• Requirements: Write each line out exactly, leaving none out.

[Data items]

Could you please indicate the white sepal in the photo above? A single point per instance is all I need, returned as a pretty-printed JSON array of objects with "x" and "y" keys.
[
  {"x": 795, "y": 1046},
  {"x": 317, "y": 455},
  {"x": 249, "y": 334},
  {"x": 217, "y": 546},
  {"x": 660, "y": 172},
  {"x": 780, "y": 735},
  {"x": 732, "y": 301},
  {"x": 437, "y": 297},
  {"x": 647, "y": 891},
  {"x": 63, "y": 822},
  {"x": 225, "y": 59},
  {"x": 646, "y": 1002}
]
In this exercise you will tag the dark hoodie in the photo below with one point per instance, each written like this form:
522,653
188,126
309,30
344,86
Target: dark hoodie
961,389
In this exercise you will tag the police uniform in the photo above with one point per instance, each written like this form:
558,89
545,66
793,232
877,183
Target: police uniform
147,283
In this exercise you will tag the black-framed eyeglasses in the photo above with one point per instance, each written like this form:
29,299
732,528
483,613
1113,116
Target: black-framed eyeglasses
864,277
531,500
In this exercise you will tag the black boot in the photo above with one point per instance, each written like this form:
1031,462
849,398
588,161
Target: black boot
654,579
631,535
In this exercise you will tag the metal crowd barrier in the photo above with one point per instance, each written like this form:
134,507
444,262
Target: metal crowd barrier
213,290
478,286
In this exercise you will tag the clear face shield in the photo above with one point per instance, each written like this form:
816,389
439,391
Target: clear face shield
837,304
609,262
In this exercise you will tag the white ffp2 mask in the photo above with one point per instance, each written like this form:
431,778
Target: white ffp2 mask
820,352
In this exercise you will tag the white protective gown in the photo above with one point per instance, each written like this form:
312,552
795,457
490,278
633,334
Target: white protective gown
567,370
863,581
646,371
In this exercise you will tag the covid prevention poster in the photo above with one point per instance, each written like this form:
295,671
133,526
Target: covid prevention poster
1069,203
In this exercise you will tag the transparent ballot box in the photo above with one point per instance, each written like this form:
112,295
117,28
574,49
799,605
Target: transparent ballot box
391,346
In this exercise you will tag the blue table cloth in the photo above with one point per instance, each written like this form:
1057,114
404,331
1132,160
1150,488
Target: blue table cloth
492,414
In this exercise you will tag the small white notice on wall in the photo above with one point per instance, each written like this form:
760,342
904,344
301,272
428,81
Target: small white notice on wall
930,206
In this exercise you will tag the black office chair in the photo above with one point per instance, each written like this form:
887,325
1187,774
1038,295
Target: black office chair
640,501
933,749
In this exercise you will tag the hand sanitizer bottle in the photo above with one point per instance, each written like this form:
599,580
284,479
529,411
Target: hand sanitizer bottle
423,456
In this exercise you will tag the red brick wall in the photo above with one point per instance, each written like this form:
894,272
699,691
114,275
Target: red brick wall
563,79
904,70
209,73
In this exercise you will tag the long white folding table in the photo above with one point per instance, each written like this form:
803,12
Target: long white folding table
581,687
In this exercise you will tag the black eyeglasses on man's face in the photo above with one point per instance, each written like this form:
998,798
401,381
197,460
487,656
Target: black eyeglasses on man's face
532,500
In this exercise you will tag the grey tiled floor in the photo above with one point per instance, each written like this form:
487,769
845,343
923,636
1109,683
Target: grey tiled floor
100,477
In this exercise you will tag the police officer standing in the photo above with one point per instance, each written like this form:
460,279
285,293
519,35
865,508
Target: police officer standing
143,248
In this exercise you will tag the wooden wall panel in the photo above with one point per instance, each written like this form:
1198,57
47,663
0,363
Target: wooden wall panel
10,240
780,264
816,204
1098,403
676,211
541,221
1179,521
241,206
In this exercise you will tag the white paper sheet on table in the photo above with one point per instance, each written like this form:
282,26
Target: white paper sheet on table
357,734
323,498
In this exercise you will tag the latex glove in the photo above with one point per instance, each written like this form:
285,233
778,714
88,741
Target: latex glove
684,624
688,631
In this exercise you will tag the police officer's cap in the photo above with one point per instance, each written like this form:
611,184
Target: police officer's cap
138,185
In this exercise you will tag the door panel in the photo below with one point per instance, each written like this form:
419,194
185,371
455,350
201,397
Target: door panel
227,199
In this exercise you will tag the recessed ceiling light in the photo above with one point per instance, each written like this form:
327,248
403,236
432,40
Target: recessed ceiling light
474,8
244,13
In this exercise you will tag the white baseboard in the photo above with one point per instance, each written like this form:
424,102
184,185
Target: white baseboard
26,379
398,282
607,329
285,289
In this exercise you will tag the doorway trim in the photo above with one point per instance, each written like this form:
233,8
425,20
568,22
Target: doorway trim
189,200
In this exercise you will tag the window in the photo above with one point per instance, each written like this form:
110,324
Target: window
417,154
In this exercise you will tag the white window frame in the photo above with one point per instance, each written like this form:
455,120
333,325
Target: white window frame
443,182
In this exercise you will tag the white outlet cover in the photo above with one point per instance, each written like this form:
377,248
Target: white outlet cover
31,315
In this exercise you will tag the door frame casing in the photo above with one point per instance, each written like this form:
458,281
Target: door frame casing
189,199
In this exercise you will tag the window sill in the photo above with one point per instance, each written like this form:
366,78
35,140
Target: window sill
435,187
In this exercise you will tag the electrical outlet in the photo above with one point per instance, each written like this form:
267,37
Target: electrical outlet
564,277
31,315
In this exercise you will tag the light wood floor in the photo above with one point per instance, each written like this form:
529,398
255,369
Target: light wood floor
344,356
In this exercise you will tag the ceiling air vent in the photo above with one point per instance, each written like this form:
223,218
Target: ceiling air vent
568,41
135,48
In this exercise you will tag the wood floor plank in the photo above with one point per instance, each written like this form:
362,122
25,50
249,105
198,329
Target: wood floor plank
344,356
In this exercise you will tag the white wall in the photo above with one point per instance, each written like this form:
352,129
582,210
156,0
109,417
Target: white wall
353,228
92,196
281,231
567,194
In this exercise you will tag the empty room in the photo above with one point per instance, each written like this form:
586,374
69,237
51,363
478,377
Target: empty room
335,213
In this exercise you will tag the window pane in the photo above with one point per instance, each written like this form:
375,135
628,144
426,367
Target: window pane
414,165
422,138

• Task response:
Could you please indicate the white sepal in the photo above? A single point per instance is all I need, returned as a pretty-printed JSON array of objects with "x" and "y" keys.
[
  {"x": 795, "y": 1046},
  {"x": 317, "y": 455},
  {"x": 249, "y": 334},
  {"x": 217, "y": 546},
  {"x": 660, "y": 172},
  {"x": 780, "y": 735},
  {"x": 732, "y": 301},
  {"x": 437, "y": 297},
  {"x": 647, "y": 891},
  {"x": 63, "y": 822},
  {"x": 225, "y": 59},
  {"x": 646, "y": 1002}
]
In this exercise you will tag the dark hoodie in the photo below with one point per instance, each written like this form:
522,653
188,126
309,30
344,86
Target: dark hoodie
961,389
In this exercise you will tag the police uniform in the photo above with one point per instance, each written like this form:
558,89
545,66
793,232
877,183
Target: police uniform
147,283
In this exercise you will tag the black-framed eyeglasses in the photo above with one point per instance, each written like this form:
29,299
732,528
483,613
1113,116
Target: black-framed eyeglasses
864,277
531,500
In this exercise you will tag the black boot in the photo above with one point per instance, each written like this form:
1031,462
849,398
588,161
Target: black boot
654,579
631,535
In this exercise you will tag the metal crowd barrier in the photo above with one point per instance, each written like this form:
134,507
444,262
Target: metal crowd barrier
213,290
478,286
In this exercise you will tag the clear face shield in the photo above with one point per instance, each written like this form:
816,389
439,391
Target: clear face shield
837,304
609,262
In this exercise you will tag the white ffp2 mask in the photo above with one point per instance, each written like this form:
431,778
Target: white ffp2 mask
820,352
In this exercise you will tag the white protective gown in the photo above with one point per instance, each written like this form:
312,552
795,457
490,278
633,334
Target: white protective gown
567,370
863,581
646,371
In this exercise you will tag the covid prevention poster in the photo above with one point per instance, each written like this form:
295,671
133,526
Target: covid prevention poster
1069,203
In this exercise you will tag the transparent ballot box in the photo above with one point per instance, each written like this form:
112,295
117,28
574,49
799,605
Target: transparent ballot box
391,346
In this exercise you will tag the blue table cloth in the photo above with one point per instance, each written like this form:
1057,114
404,331
1132,160
1150,488
Target: blue table cloth
492,414
In this exercise you will tag the small white notice on wall in the photo above with one point per instance, each written like this form:
760,342
904,344
301,272
428,81
Target: small white notice on wall
930,206
In this exercise you will tag the black office chair in the photo above with one point per instance, each written like this form:
887,325
1187,774
1038,295
Target: black office chair
640,501
933,749
In this exercise you will tag the hand sanitizer bottle in the photo above with one point per instance, each written like this form:
599,580
284,479
529,411
Target: hand sanitizer bottle
423,456
In this exercise you will tag the red brick wall in the photo above with one point per instance, each written like this form:
894,272
699,691
114,275
Target: red brick wall
563,79
904,70
209,73
In this exercise you will tag the long white folding table in the photo above with one point per instance, each written like this form:
803,12
Target: long white folding table
581,687
In this exercise you will tag the black eyeglasses on man's face in the photo above with one point per instance, each written like this form:
998,798
401,381
197,460
487,656
Target: black eyeglasses on man's face
532,500
In this exercise you will tag the grey tiled floor in the photo above with one point per instance, each written like this form:
487,769
845,343
923,636
1109,683
Target: grey tiled floor
100,477
In this exercise you will tag the police officer standing in the photo above with one point per instance, each written like this form:
460,279
285,293
519,35
865,508
Target: police officer standing
143,248
In this exercise you will tag the wooden wall panel in the photo above with one point per instance, each written like this form:
1198,57
47,663
0,363
Target: wooden wall panel
10,240
780,264
816,204
1098,403
676,211
541,221
1179,521
241,206
In this exercise you will tag the white paper sheet on table in the photo above with one point per instance, each written like this form:
282,26
Target: white paper sheet on table
357,734
323,498
In this exercise you will tag the latex glove in the photo above with one point per instance, each written like this form:
285,233
778,714
88,741
Target: latex glove
684,624
688,631
In this exercise you will tag the police officer's cap in the photo above with one point per instance, each written like this form:
611,184
Target: police officer's cap
138,185
In this exercise you will tag the door panel in the photo below with one point per instance, each written like this form:
419,194
185,371
455,350
201,397
Target: door panel
227,199
In this exercise you will tag the recessed ceiling light in the photo above with one point per instance, each written like this form:
327,248
403,236
432,40
Target: recessed ceiling light
474,8
244,13
In this exercise you will tag the white baseboard in the photo above with one point per instance, each written like this form:
424,102
184,185
Target: white baseboard
26,379
398,282
607,329
285,289
In this exercise you will tag the doorway trim in the photo above with one point per instance, each written like this form:
233,8
425,20
568,22
Target: doorway trim
189,200
In this exercise you will tag the window in the photo above with one point per instance, each written like this form:
110,324
Target: window
417,154
In this exercise you will tag the white window frame in the photo above with one point per instance, each written like this form:
455,120
333,325
Target: white window frame
443,182
In this exercise you will tag the white outlet cover in the photo above with one point per instance, each written like this form:
377,248
Target: white outlet cover
31,315
In this exercise you will tag the door frame casing in the photo above with one point per instance, each written like this form:
458,281
Target: door frame casing
189,199
In this exercise you will tag the window sill in the photo above with one point per instance, each written like this form:
366,78
35,140
Target: window sill
435,187
In this exercise you will tag the electrical outlet in the photo above with one point per instance, each written like this form:
267,37
Target: electrical outlet
564,277
31,315
In this exercise you will tag the light wood floor in the photo above with one point per instance, each written like this form:
529,398
255,369
Target: light wood floor
344,356
In this exercise you will tag the ceiling air vent in the photo above with one point per instance, each written like this form:
223,218
Target: ceiling air vent
568,41
135,48
In this exercise you will tag the wood floor plank in the photo above with one point per instance, each written like this form:
362,122
25,50
249,105
198,329
Target: wood floor plank
344,356
In this exercise you will tag the white wall in the photo above with one point per instance, each written like this form:
352,129
582,210
156,0
109,417
Target: white wall
353,228
92,196
281,231
567,194
In this exercise you will tag the empty room in the photo above with one point per instance, each written like this form:
586,374
69,237
51,363
478,377
Target: empty room
335,213
In this exercise you will tag the window pane in the photo above with one point per instance, each written like this form:
375,135
628,144
426,367
Target: window pane
414,165
422,138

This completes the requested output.